#### What you need to do
Your answer should be the records below, written out exactly.

#### Supplied records
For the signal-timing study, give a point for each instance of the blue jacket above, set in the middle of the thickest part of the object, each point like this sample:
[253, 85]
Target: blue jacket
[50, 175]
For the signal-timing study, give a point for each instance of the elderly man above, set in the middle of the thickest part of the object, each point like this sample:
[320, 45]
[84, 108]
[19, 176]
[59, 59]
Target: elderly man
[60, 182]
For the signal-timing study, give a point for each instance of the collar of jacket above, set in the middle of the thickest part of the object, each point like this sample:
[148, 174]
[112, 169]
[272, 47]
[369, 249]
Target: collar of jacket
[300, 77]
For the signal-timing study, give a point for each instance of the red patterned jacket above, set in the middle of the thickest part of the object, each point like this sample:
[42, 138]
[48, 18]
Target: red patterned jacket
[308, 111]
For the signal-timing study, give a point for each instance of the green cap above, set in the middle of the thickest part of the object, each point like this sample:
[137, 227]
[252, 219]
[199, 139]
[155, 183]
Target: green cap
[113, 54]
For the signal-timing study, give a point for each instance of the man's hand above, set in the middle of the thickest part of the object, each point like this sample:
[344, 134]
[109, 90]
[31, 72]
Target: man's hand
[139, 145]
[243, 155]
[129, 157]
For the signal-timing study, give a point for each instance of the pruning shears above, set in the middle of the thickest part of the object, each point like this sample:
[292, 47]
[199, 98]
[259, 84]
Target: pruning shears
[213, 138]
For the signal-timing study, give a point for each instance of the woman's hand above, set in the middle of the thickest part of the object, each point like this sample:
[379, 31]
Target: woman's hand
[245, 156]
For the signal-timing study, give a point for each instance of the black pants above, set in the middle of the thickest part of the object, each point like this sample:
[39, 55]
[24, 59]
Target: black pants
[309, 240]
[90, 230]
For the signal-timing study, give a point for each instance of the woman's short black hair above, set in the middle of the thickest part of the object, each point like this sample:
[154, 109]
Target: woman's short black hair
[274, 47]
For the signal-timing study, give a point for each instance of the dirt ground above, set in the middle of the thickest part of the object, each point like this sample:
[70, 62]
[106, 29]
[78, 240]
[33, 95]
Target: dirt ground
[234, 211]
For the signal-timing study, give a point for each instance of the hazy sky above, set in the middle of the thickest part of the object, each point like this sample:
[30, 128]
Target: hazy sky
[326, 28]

#### Exercise solution
For the signal-timing study, give a point for each instance of the blue jacket above, set in the middle of the thickest part of the object, each point like this sample:
[253, 85]
Target: blue jacket
[50, 175]
For the signal-timing study, give a point for each instance of the elderly man above, set in the middle of the thickest part of the object, each point like this sample:
[320, 45]
[84, 108]
[19, 176]
[59, 59]
Target: elderly man
[60, 182]
For the signal-timing study, give a point for each instance of the collar of jacket above, set in the middle of the thickest part of the object, each point like this sample:
[148, 174]
[112, 169]
[272, 47]
[369, 249]
Target: collar of jacket
[300, 77]
For the signal-timing study, give a point for each instance of the red patterned jacket above, set in the middle of the thickest part of the object, each point like this sample:
[42, 138]
[48, 18]
Target: red patterned jacket
[308, 111]
For the signal-timing study, give a point for each instance of the green cap above, set in the middle of the thickest part of the object, each point like this sample:
[137, 227]
[252, 219]
[199, 139]
[155, 183]
Target: green cap
[113, 54]
For the signal-timing study, give a point for each instance of the man's hand above, set in the middle of the thickest part of the object, each point like this sample:
[344, 134]
[109, 90]
[31, 72]
Target: man's hand
[139, 145]
[243, 155]
[129, 157]
For the signal-timing study, give a point for each instance of the pruning shears above, set in the middle of the thickest part of the object, each point like this sample:
[292, 47]
[199, 98]
[259, 84]
Target: pruning shears
[213, 138]
For the signal-timing study, give a point for each instance of the woman's hand above, set in the middle of the thickest part of the object, each point like this sample:
[379, 31]
Target: woman's hand
[245, 156]
For the signal-timing study, give a point for each instance of the black pants above, set in the middle of the thickest part of the object, each point like this sample:
[39, 55]
[24, 59]
Target: black pants
[309, 240]
[90, 230]
For the signal-timing study, give a point for each instance of the woman's short black hair above, set in the middle of the thickest part of the object, each point like this sample:
[154, 109]
Target: woman's short black hair
[274, 47]
For the signal-timing study, give a point for each instance of the dirt ground above, set in the middle of the thickest part of the object, each point like this sample:
[70, 62]
[106, 29]
[78, 240]
[33, 95]
Target: dirt ground
[234, 211]
For the signal-timing study, give a point for each instance of the hazy sky above, set in the middle of the thickest part of the object, each point like this sample:
[30, 128]
Target: hazy sky
[326, 28]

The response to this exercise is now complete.